- **The task**:
Please answer these questions from the extract below, one answer per line:
(a) How much net cash was there at the end of the period?
(b) By what percentage did overall revenues fall year on year?
(c) What fair value per share does the valuation keep?

** start of Extract to read **

Middle East and Asia Pacific return to profitability 

• The UK and European offices continued to perform well, with further inroads made in line with strategy by the new UK senior management team. The hard work in turning around the smaller ME and APAC regions paid off as they returned to profitability in H1 ’24, benefitting from the delivery of client services both locally and within the EuAm region. The US was more problematic, tempering the overall performance, although the issues were ‘nipped in the bud’, highlighting the benefits of the ERP software as a management tool. 

• The cost rationalisation programme was completed during H1, following the London office move. The slimmed-down cost base facilitates future margin gains via the operationally geared operating model. The strategy is on track, comprising a re-branding in favour of the higher margin expert services; the targeted hiring of experts/revenue generators; a move into related sectors and the motivation of regional/country heads outside of EuAm. 

• Given the level of net cash, it is fitting that capital allocation questions are raised. The Board has several options available, with outcomes dependent upon opportunities. The possibilities include organic growth, M&A, increased dividends, and further share buy-backs. Net cash amounted to £4.4m, or 8.2p/share, at the end of the period. The shortfall from the year end reflects payments in tax, dividends, and the settlement following the cessation of the joint venture encompassing Canada and the Middle East. 

• Overall revenues declined 7% yoy to £22.5m, although adj. PBT was broadly unchanged at £0.6m (H1 ’23: £0.7m). The enquiry rate remains positive, suggesting the Group is in a good position to achieve relatively demanding H2 targets. 

Valuation We see little reason to adjust our 40p fair value/share, with no change to estimates. The share price remains below the NAV currently and is underpinned by cash (representing 32% of the current market capitalisation).

** end of Extract to read **
** start of Dataset rows **

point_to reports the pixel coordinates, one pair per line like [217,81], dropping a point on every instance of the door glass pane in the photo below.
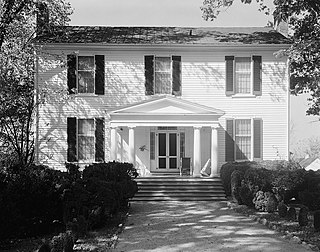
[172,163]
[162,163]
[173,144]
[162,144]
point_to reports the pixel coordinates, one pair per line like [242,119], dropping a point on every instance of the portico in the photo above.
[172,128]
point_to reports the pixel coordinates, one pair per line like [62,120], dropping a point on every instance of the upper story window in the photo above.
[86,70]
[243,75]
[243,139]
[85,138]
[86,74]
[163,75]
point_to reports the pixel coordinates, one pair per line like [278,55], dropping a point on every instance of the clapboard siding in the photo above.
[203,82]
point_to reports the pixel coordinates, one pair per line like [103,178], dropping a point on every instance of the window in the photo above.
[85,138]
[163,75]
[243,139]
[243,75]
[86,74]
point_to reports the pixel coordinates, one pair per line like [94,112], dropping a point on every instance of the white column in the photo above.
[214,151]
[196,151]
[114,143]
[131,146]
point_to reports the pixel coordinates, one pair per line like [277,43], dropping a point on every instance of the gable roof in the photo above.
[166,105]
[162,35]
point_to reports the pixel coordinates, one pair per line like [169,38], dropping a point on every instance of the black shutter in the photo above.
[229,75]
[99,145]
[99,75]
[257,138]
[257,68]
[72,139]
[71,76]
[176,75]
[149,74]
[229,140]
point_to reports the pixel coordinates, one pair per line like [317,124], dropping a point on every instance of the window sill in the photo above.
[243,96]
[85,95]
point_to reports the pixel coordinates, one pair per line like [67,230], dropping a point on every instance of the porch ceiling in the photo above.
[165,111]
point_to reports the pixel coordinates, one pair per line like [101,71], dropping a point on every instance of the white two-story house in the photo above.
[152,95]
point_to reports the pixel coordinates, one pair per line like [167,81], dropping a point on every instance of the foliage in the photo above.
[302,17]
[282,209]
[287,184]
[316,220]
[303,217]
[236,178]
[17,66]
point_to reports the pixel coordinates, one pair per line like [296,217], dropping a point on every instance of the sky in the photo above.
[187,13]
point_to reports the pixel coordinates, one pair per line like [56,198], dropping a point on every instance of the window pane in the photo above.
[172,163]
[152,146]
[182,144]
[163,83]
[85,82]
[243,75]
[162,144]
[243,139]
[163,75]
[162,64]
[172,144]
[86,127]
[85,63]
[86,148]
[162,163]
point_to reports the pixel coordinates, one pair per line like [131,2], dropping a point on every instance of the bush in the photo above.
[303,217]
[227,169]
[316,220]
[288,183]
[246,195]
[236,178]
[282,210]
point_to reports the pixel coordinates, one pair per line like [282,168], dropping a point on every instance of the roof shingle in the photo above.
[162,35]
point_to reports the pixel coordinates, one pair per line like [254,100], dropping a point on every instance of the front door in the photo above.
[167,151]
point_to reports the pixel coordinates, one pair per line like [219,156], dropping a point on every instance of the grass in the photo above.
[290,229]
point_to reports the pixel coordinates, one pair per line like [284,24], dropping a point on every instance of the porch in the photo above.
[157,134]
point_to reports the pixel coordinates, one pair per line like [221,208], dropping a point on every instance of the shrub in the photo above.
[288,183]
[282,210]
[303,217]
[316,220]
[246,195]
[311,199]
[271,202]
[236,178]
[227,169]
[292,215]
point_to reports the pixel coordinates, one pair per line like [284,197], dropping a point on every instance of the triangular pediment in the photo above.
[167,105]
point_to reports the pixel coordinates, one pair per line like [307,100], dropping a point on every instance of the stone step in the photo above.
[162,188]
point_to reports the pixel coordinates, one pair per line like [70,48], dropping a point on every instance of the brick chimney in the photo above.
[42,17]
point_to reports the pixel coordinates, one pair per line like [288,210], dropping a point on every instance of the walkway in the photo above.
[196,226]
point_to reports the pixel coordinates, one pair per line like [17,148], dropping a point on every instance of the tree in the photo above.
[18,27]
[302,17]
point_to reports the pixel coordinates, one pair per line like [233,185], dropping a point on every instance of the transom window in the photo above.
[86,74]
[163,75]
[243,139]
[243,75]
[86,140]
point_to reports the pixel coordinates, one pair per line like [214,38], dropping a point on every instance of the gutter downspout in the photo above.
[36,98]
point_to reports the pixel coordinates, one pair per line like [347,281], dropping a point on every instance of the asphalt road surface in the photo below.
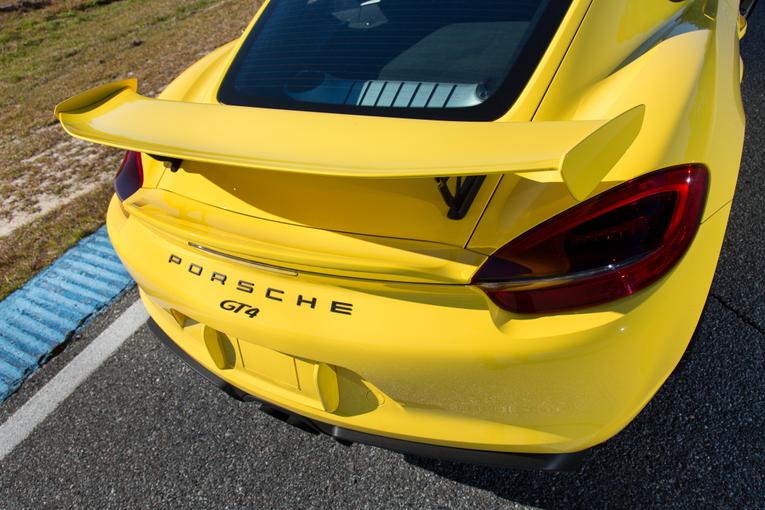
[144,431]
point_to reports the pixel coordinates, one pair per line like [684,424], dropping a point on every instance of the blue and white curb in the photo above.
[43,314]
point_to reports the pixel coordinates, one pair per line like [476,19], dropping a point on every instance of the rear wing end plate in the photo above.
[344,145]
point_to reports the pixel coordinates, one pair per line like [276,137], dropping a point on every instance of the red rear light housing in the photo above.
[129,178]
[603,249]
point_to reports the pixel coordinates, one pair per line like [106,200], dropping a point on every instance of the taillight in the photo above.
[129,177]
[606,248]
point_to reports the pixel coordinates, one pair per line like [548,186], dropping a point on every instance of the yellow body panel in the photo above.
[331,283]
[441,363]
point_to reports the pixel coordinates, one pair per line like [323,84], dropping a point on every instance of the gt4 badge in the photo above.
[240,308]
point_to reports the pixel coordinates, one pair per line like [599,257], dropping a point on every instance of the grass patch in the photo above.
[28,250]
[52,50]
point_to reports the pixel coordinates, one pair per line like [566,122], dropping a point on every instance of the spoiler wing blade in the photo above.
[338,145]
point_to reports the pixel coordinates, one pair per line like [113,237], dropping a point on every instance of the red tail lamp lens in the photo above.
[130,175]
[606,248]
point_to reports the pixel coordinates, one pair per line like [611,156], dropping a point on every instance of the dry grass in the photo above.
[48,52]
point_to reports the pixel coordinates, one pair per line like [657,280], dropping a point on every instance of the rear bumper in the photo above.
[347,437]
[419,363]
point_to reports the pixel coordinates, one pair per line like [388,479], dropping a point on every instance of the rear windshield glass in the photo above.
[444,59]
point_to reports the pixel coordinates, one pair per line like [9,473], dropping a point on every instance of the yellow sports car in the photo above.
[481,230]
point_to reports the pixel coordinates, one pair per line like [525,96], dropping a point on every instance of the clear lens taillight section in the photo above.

** end of Dataset rows **

- **Solution to the problem**:
(a) £4.4m, or 8.2p/share
(b) 7%, to £22.5m
(c) 40p